──────── ROWS ────────

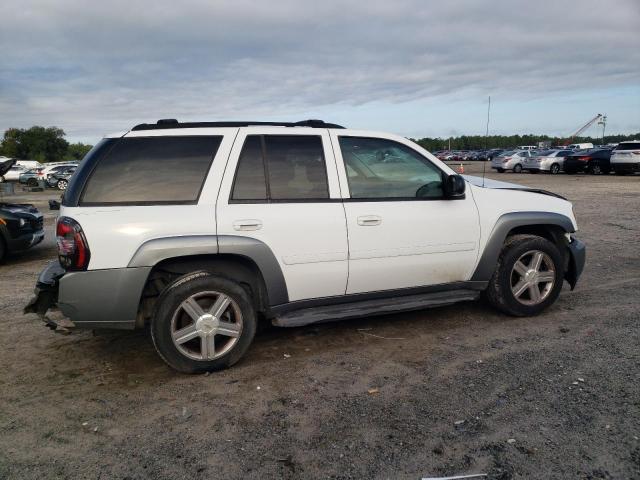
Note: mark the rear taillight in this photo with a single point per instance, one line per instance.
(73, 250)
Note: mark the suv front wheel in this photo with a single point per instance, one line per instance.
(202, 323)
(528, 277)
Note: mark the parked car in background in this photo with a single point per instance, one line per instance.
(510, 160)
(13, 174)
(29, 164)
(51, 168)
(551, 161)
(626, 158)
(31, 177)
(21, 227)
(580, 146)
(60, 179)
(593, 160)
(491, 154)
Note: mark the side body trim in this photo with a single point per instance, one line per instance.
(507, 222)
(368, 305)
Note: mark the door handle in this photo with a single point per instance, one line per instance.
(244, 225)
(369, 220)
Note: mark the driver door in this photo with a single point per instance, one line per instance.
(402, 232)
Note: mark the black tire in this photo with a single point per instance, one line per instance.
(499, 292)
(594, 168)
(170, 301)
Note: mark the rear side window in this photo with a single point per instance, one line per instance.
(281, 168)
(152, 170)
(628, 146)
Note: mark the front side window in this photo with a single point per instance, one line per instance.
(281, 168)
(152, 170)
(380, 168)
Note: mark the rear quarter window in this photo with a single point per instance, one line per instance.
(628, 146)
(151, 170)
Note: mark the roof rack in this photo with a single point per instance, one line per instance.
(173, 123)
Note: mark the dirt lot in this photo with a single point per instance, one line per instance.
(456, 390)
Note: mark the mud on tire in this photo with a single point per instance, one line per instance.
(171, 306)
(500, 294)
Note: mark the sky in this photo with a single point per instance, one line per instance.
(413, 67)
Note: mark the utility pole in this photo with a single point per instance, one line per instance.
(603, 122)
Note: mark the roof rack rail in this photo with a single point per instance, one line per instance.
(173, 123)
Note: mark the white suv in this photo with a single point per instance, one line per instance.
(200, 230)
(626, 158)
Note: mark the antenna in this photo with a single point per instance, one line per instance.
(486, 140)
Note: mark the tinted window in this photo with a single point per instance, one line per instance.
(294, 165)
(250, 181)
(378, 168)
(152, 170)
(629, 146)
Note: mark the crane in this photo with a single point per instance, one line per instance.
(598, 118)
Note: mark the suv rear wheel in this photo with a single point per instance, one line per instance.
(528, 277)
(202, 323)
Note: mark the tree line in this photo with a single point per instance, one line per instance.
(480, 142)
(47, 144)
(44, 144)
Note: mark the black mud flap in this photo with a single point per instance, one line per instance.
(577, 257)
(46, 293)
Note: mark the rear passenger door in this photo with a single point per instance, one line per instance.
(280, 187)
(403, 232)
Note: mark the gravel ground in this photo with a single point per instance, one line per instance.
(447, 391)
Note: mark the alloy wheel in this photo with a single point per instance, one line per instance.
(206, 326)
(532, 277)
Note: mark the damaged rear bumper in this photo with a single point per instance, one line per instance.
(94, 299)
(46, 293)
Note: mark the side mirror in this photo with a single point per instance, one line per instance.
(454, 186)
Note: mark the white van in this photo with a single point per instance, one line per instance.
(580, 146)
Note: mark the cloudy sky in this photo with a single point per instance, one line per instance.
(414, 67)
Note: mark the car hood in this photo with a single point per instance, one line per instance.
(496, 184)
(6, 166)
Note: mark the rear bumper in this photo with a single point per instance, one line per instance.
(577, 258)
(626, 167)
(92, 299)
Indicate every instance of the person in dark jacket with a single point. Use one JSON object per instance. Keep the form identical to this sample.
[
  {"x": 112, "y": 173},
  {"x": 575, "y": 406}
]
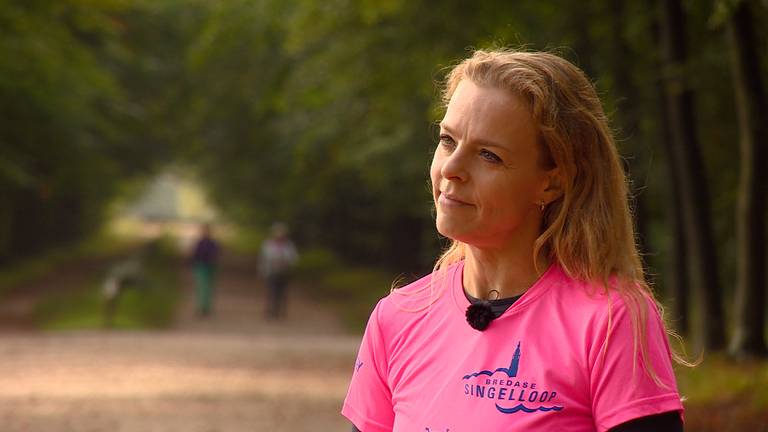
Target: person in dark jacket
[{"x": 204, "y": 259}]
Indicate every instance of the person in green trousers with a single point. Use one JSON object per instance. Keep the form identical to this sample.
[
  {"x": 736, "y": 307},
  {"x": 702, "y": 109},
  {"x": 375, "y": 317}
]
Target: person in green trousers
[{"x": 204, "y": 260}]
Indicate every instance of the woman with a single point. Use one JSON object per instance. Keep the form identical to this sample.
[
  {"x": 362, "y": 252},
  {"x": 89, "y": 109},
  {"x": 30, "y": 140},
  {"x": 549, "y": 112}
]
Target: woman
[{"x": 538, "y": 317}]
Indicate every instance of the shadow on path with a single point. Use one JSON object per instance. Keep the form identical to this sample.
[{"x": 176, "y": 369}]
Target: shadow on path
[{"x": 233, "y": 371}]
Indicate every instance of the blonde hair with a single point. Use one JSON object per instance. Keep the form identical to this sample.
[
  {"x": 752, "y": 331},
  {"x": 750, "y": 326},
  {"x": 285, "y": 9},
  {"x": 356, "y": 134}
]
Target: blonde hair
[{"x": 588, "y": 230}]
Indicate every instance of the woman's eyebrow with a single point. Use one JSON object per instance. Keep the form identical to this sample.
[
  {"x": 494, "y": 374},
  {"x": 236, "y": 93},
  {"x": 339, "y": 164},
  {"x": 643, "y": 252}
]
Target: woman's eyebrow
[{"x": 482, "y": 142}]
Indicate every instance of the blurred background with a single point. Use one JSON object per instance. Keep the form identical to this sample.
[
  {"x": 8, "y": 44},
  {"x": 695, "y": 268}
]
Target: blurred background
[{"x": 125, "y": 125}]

────────
──────── ROWS ────────

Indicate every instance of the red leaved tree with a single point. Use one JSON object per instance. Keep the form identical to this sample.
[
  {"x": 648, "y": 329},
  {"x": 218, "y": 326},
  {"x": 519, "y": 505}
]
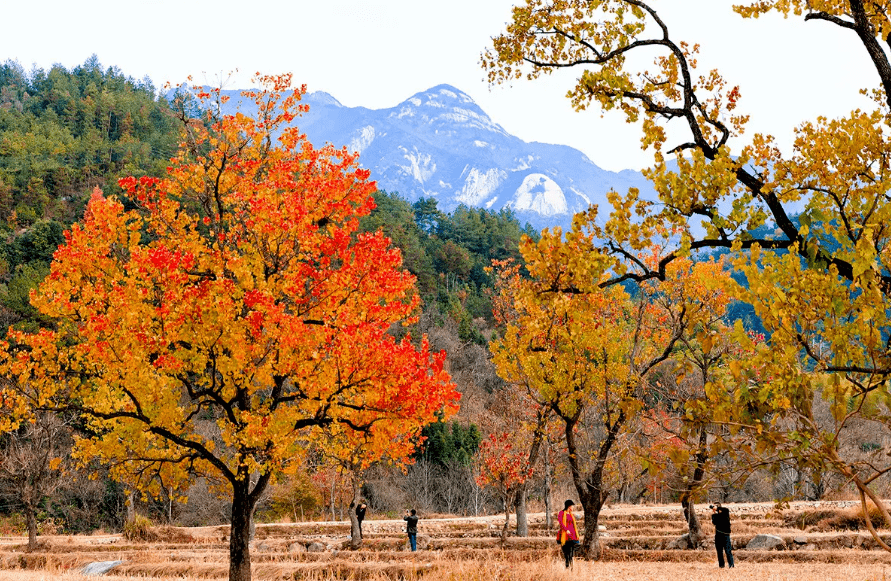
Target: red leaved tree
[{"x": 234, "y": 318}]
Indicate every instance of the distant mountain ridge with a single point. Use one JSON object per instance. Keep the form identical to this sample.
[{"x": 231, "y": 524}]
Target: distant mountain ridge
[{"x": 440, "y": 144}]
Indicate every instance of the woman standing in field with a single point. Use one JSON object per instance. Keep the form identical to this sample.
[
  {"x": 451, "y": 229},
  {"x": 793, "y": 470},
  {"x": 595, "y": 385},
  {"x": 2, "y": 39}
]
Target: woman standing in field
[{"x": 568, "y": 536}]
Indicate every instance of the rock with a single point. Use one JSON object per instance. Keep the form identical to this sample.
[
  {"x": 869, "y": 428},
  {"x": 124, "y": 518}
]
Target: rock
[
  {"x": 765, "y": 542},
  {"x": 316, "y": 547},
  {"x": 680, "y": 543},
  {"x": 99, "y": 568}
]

────────
──────── ROWS ────────

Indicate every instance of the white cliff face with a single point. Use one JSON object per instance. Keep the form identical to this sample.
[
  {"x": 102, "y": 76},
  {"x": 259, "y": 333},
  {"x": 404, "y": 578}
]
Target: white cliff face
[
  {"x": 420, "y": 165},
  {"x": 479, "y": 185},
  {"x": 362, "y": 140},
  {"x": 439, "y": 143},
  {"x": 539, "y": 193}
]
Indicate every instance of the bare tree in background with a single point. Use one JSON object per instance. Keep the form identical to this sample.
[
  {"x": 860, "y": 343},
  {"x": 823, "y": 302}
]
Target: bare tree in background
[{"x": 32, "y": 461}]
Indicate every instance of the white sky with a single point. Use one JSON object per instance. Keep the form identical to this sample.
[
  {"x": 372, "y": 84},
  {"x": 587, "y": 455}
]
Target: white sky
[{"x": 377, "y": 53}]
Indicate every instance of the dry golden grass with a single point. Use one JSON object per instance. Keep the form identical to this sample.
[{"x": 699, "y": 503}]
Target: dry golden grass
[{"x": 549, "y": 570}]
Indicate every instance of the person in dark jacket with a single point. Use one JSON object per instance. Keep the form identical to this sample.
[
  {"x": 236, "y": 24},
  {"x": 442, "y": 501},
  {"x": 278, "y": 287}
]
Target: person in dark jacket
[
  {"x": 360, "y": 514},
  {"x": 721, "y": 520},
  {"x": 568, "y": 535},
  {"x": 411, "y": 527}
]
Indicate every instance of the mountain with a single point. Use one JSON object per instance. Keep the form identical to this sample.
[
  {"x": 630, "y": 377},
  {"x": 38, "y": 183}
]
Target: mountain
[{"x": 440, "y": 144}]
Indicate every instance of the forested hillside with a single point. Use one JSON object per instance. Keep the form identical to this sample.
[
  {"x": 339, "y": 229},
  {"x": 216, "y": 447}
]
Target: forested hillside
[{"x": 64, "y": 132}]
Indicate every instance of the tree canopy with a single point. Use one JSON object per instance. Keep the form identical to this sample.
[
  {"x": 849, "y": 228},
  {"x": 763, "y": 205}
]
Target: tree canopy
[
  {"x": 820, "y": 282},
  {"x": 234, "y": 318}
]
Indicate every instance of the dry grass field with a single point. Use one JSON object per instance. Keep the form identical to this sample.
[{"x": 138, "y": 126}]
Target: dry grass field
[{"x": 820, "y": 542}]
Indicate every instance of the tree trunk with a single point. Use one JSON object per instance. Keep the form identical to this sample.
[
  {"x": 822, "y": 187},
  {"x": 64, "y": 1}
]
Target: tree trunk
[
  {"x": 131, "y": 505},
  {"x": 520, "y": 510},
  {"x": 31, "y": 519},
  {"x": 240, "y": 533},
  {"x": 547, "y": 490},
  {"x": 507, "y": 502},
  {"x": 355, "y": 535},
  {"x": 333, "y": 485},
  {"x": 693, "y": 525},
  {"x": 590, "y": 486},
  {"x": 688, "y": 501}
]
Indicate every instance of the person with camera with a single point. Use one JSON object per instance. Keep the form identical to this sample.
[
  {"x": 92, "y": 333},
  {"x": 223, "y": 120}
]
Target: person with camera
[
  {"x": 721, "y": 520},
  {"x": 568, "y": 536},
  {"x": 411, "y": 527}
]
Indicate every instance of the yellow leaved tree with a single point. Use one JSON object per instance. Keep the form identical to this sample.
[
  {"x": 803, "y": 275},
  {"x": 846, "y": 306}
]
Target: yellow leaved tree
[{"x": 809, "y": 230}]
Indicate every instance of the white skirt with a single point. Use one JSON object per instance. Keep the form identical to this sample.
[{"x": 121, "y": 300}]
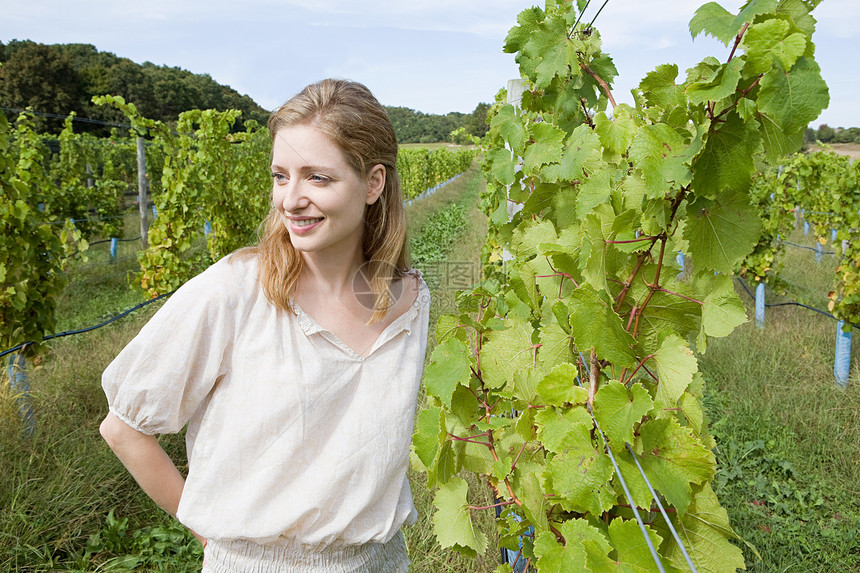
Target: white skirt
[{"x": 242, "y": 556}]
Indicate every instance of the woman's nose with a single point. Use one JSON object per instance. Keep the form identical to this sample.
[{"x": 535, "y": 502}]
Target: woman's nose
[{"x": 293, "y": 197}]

────────

=== GIVEN EXERCISE ===
Pull out every line of the material that contains the word "rock", and list those lines.

=== ANSWER TO THIS EXERCISE ===
Indicate every instance of the rock with a single point. Use one JSON object per instance. Keep the form identical to this sample.
Target: rock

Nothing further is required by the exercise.